### SELECTED EXCERPT:
Maputo — The Mozambican government on Tuesday approved a National Plan for the Disabled (PNAD), which will cost 890.6 million meticais (about 31 million US dollars) to implement.
Speaking to reporters after the meeting of the Council of Ministers (Cabinet) that approved the plan, the government spokesperson, Deputy Justice Minister Alberto Nkutumula, said the PNAD is an instrument for planning, budgeting, monitoring and assessing the activities of various bodies in support of disabled people.
He said the money necessary for implementing the PNAD will come from the institutions involved, including the government, associations of and for disabled people, international NGOs, United Nations agencies, and other international partner organisations.
The plan is to be implemented over seven years (2012-2019), and was drawn up by a multi-sector team, with members from state bodies, civil society organisations and international partners.
Nkutumula said a participatory method was used, with public consultations across the country, in a series of seminars, interviews and discussions with the institutions that work with disabled people.
There are an estimated 475,000 Mozambicans with disabilities - about two per cent of the total population of 23.7 million.
"Many of the disabled people live in rural areas where the levels of poverty are higher", said Nkutumula.
The plan, he added, is intended to guarantee the principle of equality of rights and opportunities for people with disabilities. Areas of intervention include vocational guidance and professional training, identification of alternative mechanisms for self-employment, expansion of basic education for disabled children and adults, facilitation of access to the formal and informal job market, guaranteed medical assistance, and the creation of a data bank about disabled people.

### STORED DATA:

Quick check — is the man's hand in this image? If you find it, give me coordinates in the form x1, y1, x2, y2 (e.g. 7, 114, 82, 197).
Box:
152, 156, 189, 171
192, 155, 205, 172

### TASK GOAL:
Please state how much the National Plan for the Disabled will cost to implement, according to the report on Mozambique's disability plan.

### ANSWER BELOW:
890.6 million meticais, about 31 million US dollars.